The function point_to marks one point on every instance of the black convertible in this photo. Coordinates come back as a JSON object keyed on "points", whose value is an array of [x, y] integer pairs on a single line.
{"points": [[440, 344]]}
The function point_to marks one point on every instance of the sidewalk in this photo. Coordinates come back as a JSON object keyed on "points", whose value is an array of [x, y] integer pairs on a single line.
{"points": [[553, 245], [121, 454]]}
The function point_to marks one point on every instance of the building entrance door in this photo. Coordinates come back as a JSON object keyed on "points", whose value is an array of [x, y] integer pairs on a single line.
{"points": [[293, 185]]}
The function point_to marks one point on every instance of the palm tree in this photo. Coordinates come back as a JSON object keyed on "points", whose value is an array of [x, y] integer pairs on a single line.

☆ ☆ ☆ ☆ ☆

What the exercise asks for is the listing above, retyped in full.

The function point_to marks one point on every instance of the black convertible in this photo. Coordinates come back as a JSON object keyed on "points", whose value is an array of [x, y] integer pairs on a single line.
{"points": [[440, 344]]}
The function point_to marks one point on every instance of the sidewalk in this photo. Coordinates come back as a JSON object keyed on "points", whose value is an array of [x, y] integer pairs on a single line.
{"points": [[553, 245], [121, 454]]}
The function point_to marks one point on every instance of the building entrance door in this photo. Coordinates come back as a JSON object keyed on "points", whose value is an array of [x, y] integer pairs on a single line.
{"points": [[293, 185]]}
The function point_to marks one point on every instance of the palm tree in this photo. Coordinates come back as a JSON object keyed on "points", whose value is an array of [x, y] integer pairs on a single line.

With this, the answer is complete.